* _Text_
One odd thing you might notice in the chart below is that European stocks are the only ones on the list up over the last 3 months. Would you have guessed that? It seems strange considering that everyone believes Europe is in recession or on the verge of it, but there it is. European stocks are also holding their own against the S&P 500 despite the 9% drop in the Euro this year versus the dollar. Absent the higher dollar European equities have vastly outperformed the S&P 500 this year. How do you think they’ll do if the dollar does get into a sustained downtrend?

Defensive sectors took the lead last week but if you zoom out a little, it is an interesting picture. Over the last year, the best performing sectors are defensive but there are also a lot of more economically sensitive areas that have outperformed: Industrials, Materials, Financials, and, obviously, energy.

BTW, I’m still wary of energy stocks which have actually held up very well despite the fall in crude prices. The last time crude oil was this low was early September when XLE was roughly 20% lower so a pullback seems a reasonable expectation.

* _Study material_

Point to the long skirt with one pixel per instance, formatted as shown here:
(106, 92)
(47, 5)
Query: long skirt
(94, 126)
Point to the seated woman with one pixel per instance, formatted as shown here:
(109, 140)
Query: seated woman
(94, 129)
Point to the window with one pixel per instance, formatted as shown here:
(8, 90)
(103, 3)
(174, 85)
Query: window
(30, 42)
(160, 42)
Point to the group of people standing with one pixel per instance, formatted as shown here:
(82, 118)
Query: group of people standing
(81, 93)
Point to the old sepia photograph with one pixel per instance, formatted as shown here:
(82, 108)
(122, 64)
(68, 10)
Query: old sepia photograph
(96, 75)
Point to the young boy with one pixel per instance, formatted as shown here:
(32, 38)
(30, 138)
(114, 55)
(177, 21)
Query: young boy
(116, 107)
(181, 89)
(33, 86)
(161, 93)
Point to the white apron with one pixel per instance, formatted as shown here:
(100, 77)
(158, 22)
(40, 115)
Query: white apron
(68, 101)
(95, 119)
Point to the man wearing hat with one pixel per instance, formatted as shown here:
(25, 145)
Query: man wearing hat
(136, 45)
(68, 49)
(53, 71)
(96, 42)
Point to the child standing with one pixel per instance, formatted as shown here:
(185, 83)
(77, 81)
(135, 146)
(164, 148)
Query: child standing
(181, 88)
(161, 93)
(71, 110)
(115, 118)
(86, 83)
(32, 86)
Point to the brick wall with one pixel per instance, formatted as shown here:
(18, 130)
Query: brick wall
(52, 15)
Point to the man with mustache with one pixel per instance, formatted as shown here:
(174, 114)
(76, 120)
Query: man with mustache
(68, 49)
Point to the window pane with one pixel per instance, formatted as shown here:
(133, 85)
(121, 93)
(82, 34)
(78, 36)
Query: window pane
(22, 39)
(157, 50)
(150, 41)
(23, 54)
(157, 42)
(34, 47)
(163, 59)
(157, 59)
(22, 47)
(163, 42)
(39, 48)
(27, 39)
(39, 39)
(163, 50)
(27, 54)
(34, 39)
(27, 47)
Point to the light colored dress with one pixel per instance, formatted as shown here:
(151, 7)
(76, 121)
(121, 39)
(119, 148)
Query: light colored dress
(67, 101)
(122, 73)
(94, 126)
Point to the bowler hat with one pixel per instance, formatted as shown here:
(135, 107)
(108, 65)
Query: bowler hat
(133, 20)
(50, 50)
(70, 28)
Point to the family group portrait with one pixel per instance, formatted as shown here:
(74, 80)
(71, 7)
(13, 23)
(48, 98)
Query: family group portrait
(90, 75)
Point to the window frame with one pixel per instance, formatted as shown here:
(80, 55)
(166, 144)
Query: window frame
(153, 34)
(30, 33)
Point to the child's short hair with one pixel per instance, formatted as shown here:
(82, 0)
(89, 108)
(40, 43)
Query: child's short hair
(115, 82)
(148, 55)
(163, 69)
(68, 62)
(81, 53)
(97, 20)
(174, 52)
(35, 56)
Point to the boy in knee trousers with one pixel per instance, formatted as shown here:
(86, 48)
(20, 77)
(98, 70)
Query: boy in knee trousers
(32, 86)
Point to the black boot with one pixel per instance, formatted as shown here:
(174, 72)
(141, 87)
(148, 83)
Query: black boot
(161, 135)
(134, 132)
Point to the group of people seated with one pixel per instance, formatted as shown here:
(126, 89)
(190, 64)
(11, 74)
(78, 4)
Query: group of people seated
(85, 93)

* _Required action A_
Answer these from the market commentary:
(i) By how much has the Euro fallen against the dollar this year?
(ii) Which economically sensitive sectors have outperformed over the last year?
(iii) When was crude oil last as low as it is now?
* _Required action B_
From the market commentary, quote the passage starting with "BTW, I’m still" and going on through "a reasonable expectation.".

* _Task output A_
(i) 9%
(ii) Industrials, Materials, Financials, and energy
(iii) Early September, when XLE was roughly 20% lower

* _Task output B_
BTW, I’m still wary of energy stocks which have actually held up very well despite the fall in crude prices. The last time crude oil was this low was early September when XLE was roughly 20% lower so a pullback seems a reasonable expectation.